EXTRACT TO READ:
##########

# Tennants rights / house contract questions



## GARYDAVIES (Dec 10, 2009)

Hi looking for anyone who can offer advice on the below -

Background info - since day one we have received hundreds of emails from
our landlord telling us how to run our lives, when to shut the gate, 
shut the windows, when my 2 year old son is not allowed to play in the 
garden, to clean the stairs, clean under my bed ( yes i have an email 
stating he looked under my beds) where to put things in the house, to 
change light bulbs etc etc and this is what we are aware of he, has 
interfered in our life since day one and has never left us alone.

We went away in November and gave him permission to come into the house to 
fix two things, he was seen entering our house several times not the 
two times as permission given.

On 20 December 2011 he sent us an email about renewing our contract, he 
asked us to renew the contract by making a 4+4 contract. We wanted to 
make this contract last year but he told us it was not Possibile. On 
the 16th January 2012 he then emailed saying he now wanted to cancel the 
contract, saying he now wanted us to leave at the end of this contract, 
15 march 2012, giving us only 2 months notice.

##########

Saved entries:
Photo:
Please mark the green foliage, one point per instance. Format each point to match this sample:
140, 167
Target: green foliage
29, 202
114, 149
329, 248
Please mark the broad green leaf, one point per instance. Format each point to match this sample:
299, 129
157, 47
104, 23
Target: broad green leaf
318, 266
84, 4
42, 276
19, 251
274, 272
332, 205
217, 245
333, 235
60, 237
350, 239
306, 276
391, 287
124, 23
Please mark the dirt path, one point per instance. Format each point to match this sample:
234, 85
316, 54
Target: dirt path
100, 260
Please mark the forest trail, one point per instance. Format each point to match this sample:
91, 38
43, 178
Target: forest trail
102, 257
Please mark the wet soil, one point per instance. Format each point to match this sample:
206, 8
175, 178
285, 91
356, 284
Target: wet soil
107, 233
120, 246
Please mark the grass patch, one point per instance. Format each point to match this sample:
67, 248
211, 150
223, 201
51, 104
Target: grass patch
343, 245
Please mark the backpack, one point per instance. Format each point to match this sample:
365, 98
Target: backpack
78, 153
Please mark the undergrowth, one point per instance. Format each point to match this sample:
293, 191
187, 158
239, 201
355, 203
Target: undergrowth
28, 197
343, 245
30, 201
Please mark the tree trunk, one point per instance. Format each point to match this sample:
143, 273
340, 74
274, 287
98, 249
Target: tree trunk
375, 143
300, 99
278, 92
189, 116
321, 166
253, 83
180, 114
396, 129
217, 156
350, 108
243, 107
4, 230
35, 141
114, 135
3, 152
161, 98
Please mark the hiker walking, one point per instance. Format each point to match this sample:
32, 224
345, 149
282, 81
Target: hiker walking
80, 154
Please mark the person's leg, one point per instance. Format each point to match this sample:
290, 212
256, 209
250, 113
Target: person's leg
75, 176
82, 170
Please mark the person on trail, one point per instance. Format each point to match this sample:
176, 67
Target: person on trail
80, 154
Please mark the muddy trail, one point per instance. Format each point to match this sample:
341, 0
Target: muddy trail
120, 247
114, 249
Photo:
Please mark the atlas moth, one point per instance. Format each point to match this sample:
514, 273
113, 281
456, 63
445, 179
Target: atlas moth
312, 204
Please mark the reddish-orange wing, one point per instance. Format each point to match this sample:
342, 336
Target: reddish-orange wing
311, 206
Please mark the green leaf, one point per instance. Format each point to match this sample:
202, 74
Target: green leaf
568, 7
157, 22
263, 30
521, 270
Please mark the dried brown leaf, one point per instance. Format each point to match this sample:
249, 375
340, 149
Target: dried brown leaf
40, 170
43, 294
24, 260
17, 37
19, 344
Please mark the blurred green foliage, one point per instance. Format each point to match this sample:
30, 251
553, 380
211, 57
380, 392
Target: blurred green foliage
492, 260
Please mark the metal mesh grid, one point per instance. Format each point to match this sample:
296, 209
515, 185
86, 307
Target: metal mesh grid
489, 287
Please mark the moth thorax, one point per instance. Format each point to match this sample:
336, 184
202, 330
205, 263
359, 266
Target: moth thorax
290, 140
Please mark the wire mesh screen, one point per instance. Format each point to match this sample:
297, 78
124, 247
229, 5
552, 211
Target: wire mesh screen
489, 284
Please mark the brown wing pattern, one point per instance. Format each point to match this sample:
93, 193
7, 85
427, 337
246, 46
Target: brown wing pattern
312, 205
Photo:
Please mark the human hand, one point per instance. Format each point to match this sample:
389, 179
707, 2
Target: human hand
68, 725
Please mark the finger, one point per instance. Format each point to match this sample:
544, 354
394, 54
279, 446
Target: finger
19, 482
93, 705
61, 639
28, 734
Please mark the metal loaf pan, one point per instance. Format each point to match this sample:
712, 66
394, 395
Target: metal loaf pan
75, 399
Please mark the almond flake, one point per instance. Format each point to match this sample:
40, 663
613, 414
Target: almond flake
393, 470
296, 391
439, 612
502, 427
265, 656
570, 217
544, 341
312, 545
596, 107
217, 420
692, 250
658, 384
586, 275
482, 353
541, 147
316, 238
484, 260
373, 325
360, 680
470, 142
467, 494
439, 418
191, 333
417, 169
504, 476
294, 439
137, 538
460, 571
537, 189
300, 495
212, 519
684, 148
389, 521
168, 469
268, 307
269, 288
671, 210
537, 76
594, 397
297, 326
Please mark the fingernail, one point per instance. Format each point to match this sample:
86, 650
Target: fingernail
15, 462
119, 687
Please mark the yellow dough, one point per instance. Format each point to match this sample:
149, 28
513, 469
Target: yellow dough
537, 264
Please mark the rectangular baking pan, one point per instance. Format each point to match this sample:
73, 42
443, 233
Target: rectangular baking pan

##########

SET EXERCISE: In the tenants' rights thread above, set down the stretch from "We went away" through "2 months notice." word for word.

COMPLETED TASK:
We went away in November and gave him permission to come into the house to 
fix two things, he was seen entering our house several times not the 
two times as permission given.

On 20 December 2011 he sent us an email about renewing our contract, he 
asked us to renew the contract by making a 4+4 contract. We wanted to 
make this contract last year but he told us it was not Possibile. On 
the 16th January 2012 he then emailed saying he now wanted to cancel the 
contract, saying he now wanted us to leave at the end of this contract, 
15 march 2012, giving us only 2 months notice.